AIM OF THE TASK:
Can you write out the lines of the items as a numbered list, starting at the very first line and stopping after the line that contains "xmin=327 ymin=137 xmax=404 ymax=331", with blank lines left out?

(Dataset items)
****************

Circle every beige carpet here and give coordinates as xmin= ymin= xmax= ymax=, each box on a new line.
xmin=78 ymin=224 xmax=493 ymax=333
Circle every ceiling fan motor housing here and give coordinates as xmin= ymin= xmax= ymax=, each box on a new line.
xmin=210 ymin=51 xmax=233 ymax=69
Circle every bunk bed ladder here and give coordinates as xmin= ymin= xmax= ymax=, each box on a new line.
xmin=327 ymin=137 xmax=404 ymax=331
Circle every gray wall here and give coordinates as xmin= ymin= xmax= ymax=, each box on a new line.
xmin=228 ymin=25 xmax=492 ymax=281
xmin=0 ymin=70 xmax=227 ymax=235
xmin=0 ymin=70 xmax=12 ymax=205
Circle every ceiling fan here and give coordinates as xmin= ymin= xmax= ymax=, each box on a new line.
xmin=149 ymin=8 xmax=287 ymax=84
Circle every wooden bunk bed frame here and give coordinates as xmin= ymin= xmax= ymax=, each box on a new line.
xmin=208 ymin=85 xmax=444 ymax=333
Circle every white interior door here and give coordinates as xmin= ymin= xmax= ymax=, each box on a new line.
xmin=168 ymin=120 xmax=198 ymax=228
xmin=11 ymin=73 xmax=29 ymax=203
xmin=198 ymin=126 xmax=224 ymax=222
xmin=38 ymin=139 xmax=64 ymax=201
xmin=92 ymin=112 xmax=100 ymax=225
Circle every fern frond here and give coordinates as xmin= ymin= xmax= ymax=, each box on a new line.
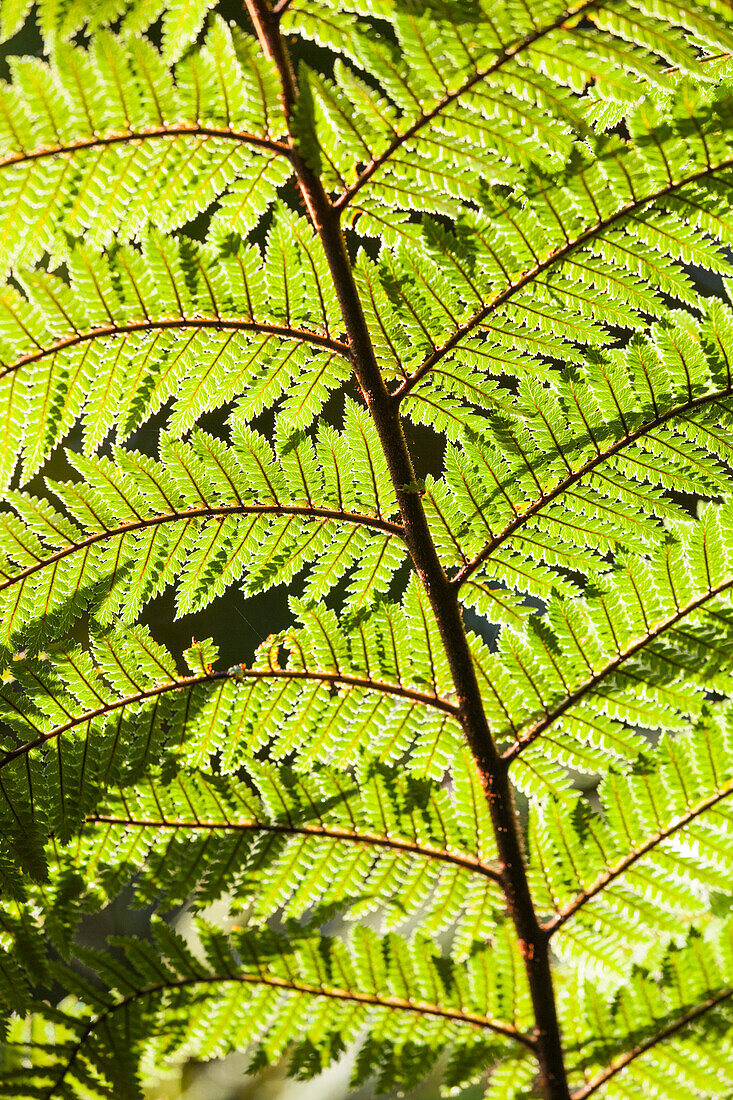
xmin=532 ymin=713 xmax=733 ymax=975
xmin=0 ymin=223 xmax=348 ymax=484
xmin=567 ymin=921 xmax=733 ymax=1100
xmin=457 ymin=506 xmax=733 ymax=785
xmin=0 ymin=415 xmax=404 ymax=650
xmin=61 ymin=760 xmax=499 ymax=958
xmin=0 ymin=20 xmax=291 ymax=272
xmin=0 ymin=924 xmax=532 ymax=1100
xmin=426 ymin=306 xmax=732 ymax=604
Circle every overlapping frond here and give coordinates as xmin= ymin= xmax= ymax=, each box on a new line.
xmin=0 ymin=627 xmax=232 ymax=878
xmin=464 ymin=505 xmax=733 ymax=784
xmin=0 ymin=0 xmax=220 ymax=62
xmin=0 ymin=404 xmax=404 ymax=652
xmin=0 ymin=19 xmax=291 ymax=273
xmin=0 ymin=221 xmax=349 ymax=484
xmin=566 ymin=919 xmax=733 ymax=1100
xmin=0 ymin=585 xmax=464 ymax=873
xmin=61 ymin=759 xmax=500 ymax=957
xmin=0 ymin=0 xmax=733 ymax=1100
xmin=283 ymin=0 xmax=733 ymax=224
xmin=416 ymin=304 xmax=733 ymax=618
xmin=530 ymin=712 xmax=733 ymax=975
xmin=352 ymin=66 xmax=733 ymax=398
xmin=0 ymin=924 xmax=530 ymax=1100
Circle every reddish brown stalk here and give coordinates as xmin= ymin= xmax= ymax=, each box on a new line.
xmin=244 ymin=0 xmax=570 ymax=1100
xmin=87 ymin=814 xmax=500 ymax=882
xmin=0 ymin=667 xmax=459 ymax=771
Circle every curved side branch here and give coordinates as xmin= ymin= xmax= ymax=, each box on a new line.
xmin=451 ymin=383 xmax=733 ymax=587
xmin=0 ymin=122 xmax=291 ymax=172
xmin=87 ymin=814 xmax=500 ymax=882
xmin=245 ymin=0 xmax=570 ymax=1100
xmin=0 ymin=504 xmax=404 ymax=592
xmin=394 ymin=157 xmax=733 ymax=400
xmin=543 ymin=782 xmax=733 ymax=936
xmin=0 ymin=317 xmax=349 ymax=378
xmin=48 ymin=972 xmax=533 ymax=1089
xmin=332 ymin=0 xmax=599 ymax=210
xmin=571 ymin=988 xmax=733 ymax=1100
xmin=0 ymin=666 xmax=458 ymax=771
xmin=502 ymin=579 xmax=733 ymax=763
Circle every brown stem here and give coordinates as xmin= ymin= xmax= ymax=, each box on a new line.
xmin=244 ymin=0 xmax=570 ymax=1100
xmin=87 ymin=814 xmax=499 ymax=882
xmin=0 ymin=667 xmax=459 ymax=771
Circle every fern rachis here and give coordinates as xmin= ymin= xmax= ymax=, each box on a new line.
xmin=0 ymin=0 xmax=733 ymax=1100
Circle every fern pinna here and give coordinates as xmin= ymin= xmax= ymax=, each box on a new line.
xmin=0 ymin=0 xmax=733 ymax=1100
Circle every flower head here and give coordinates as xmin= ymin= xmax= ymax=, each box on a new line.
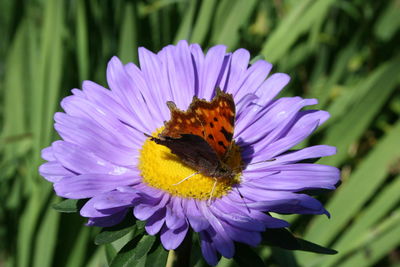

****************

WRITTEN ANSWER:
1. Circle every beige carpet here and give coordinates as xmin= ymin= xmax= ymax=, each box on a new line.
2. xmin=78 ymin=224 xmax=493 ymax=333
3. Circle every ceiling fan motor housing here and give coordinates as xmin= ymin= xmax= ymax=, each box on a new line.
4. xmin=210 ymin=51 xmax=233 ymax=69
5. Circle every bunk bed ladder here and give coordinates as xmin= ymin= xmax= ymax=, each box on a new line.
6. xmin=327 ymin=137 xmax=404 ymax=331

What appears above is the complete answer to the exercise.